»»
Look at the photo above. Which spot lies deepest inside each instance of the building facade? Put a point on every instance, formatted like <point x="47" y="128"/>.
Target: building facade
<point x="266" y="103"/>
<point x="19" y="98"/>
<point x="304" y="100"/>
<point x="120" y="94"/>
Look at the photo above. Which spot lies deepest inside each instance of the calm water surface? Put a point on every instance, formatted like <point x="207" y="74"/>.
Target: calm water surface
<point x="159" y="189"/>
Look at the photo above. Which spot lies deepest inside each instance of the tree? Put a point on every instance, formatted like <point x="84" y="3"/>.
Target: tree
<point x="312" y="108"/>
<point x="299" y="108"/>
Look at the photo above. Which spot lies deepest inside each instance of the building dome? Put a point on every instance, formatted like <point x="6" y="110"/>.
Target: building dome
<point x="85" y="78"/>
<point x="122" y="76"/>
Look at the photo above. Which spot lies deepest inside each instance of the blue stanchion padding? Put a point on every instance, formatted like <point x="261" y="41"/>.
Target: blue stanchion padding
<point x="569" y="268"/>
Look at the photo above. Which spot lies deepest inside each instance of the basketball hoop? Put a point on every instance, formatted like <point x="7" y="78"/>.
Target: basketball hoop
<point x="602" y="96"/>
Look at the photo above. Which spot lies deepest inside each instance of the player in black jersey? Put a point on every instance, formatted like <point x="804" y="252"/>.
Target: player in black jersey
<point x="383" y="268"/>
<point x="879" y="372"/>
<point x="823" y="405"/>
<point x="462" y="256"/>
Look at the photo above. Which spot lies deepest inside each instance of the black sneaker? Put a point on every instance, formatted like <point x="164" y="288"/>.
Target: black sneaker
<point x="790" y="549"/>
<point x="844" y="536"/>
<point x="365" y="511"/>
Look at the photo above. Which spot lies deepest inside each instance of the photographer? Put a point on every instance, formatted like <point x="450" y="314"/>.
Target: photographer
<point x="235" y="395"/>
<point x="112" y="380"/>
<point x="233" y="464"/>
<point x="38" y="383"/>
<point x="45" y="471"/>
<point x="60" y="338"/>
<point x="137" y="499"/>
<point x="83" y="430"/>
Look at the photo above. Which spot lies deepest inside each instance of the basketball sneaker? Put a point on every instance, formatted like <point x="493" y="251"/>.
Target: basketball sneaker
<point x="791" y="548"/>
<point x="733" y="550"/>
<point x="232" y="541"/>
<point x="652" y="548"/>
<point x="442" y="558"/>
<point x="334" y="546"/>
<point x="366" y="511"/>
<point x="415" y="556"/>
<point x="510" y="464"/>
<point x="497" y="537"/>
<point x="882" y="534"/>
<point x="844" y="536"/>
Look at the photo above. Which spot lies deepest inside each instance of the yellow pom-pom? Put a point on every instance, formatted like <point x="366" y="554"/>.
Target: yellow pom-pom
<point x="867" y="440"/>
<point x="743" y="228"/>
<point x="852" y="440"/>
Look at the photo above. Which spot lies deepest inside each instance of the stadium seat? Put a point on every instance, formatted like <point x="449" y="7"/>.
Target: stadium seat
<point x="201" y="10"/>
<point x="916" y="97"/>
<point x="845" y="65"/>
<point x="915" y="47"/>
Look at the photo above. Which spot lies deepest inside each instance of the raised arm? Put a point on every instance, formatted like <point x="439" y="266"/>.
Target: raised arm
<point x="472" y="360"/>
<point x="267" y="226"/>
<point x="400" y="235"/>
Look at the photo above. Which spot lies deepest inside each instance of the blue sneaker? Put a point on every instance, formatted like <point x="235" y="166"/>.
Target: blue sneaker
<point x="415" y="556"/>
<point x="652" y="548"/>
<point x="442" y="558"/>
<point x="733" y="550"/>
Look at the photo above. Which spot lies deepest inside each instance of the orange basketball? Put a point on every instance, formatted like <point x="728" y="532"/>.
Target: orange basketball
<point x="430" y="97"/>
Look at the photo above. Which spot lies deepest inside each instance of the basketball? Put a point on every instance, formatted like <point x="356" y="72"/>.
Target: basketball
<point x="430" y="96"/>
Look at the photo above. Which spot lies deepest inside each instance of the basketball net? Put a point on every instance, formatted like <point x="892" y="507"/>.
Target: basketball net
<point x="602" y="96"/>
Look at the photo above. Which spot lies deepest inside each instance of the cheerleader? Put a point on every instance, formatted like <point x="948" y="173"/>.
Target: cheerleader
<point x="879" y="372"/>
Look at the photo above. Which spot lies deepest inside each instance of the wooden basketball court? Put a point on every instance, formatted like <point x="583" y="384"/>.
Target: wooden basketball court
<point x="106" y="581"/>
««
-- What the task asks --
Every entry is to be repeated exactly as it stands.

-- Reply --
Look at the photo above. Which spot lies deepest inside each instance of the building facade? Put a point on every instance, formatted like <point x="47" y="128"/>.
Target: building facade
<point x="266" y="103"/>
<point x="19" y="98"/>
<point x="304" y="100"/>
<point x="120" y="94"/>
Look at the photo above. Which spot lies deepest inside each instance of the calm water surface? Put a point on every instance, formatted like <point x="207" y="74"/>.
Target: calm water surface
<point x="159" y="189"/>
Look at the photo above. Which spot lies deepest inside each instance of the tree? Put a point on every instance, formatted like <point x="84" y="3"/>.
Target: tree
<point x="312" y="108"/>
<point x="299" y="108"/>
Look at the photo above. Which spot lies deepest inside each instance of the building dome? Put a point on every instance, formatted like <point x="6" y="110"/>.
Target: building dome
<point x="85" y="78"/>
<point x="122" y="76"/>
Look at the photo above. Which spot lies deepest inside each instance of the blue stanchion padding? Put a point on every instance, formatted like <point x="261" y="41"/>.
Target: blue stanchion padding
<point x="569" y="268"/>
Look at the photo above. Which spot lies deepest inside each instance of the basketball hoop? Put a point on every instance, formatted like <point x="7" y="78"/>.
Target: basketball hoop
<point x="602" y="96"/>
Look at the photo above. Which spot lies deepest inside each instance of the player in black jersey? Put a point on every instance, formatted like <point x="804" y="252"/>.
Target: player in black jersey
<point x="383" y="268"/>
<point x="879" y="372"/>
<point x="823" y="405"/>
<point x="462" y="256"/>
Look at the photo above. Which spot lies deepest inside each instance of the black sneaker? Put a point on every instance, formatted like <point x="164" y="288"/>.
Target: black sneaker
<point x="790" y="549"/>
<point x="844" y="536"/>
<point x="365" y="511"/>
Look at the photo above. Which spot lies deepest inside each instance of the photographer? Put a point on every instance, formatted like <point x="450" y="314"/>.
Target: photographer
<point x="235" y="395"/>
<point x="112" y="380"/>
<point x="233" y="464"/>
<point x="38" y="383"/>
<point x="45" y="471"/>
<point x="60" y="338"/>
<point x="137" y="499"/>
<point x="83" y="430"/>
Look at the photo above. Which spot lies deepest inside each instance of the basketball sneaker? Put a point on every instance, formatted like <point x="493" y="251"/>.
Target: basketball sneaker
<point x="791" y="548"/>
<point x="733" y="550"/>
<point x="232" y="541"/>
<point x="652" y="548"/>
<point x="442" y="558"/>
<point x="334" y="546"/>
<point x="366" y="511"/>
<point x="415" y="556"/>
<point x="510" y="464"/>
<point x="497" y="537"/>
<point x="882" y="534"/>
<point x="844" y="536"/>
Look at the photo above. Which spot lies deepest inside each instance of the yellow pom-pom? Put a point on every instance, formatted like <point x="366" y="554"/>.
Target: yellow pom-pom
<point x="867" y="440"/>
<point x="743" y="228"/>
<point x="852" y="440"/>
Look at the photo above. Which spot lies deepest inside each instance of the stadium seat? Put a point on every instance, formatted like <point x="449" y="7"/>.
Target: stadium seat
<point x="201" y="10"/>
<point x="916" y="97"/>
<point x="845" y="65"/>
<point x="915" y="47"/>
Look at the photo above. Which spot lies deepest inside each instance of the raised arm? Put a point on every instance, formatted like <point x="439" y="266"/>.
Target: raised arm
<point x="472" y="360"/>
<point x="267" y="226"/>
<point x="400" y="235"/>
Look at the photo above. Which spot lies deepest inside each instance of the blue sneaker? Put a point on every instance, formatted like <point x="235" y="166"/>.
Target: blue sneaker
<point x="415" y="556"/>
<point x="652" y="548"/>
<point x="442" y="558"/>
<point x="733" y="550"/>
Look at the photo above. Which spot lies deepest inside each instance of the orange basketball? Put a point on every instance, formatted like <point x="728" y="532"/>.
Target: orange basketball
<point x="430" y="97"/>
Look at the photo above. Which spot lies deepest inside each instance of the basketball? Put a point on every instance, formatted like <point x="356" y="72"/>.
Target: basketball
<point x="430" y="96"/>
Look at the photo above. Which spot lies deepest inside each instance of the basketball net? Put a point on every instance, formatted like <point x="892" y="507"/>.
Target: basketball net
<point x="602" y="96"/>
Look at the photo above. Which spot lies deepest inside each instance of the cheerleader? Put a point on every instance, formatted like <point x="948" y="173"/>.
Target: cheerleader
<point x="879" y="372"/>
Look at the photo above. Which spot lies deepest inside each instance of the wooden basketball court? Put a point on every instance, formatted like <point x="583" y="384"/>.
Target: wooden basketball court
<point x="106" y="581"/>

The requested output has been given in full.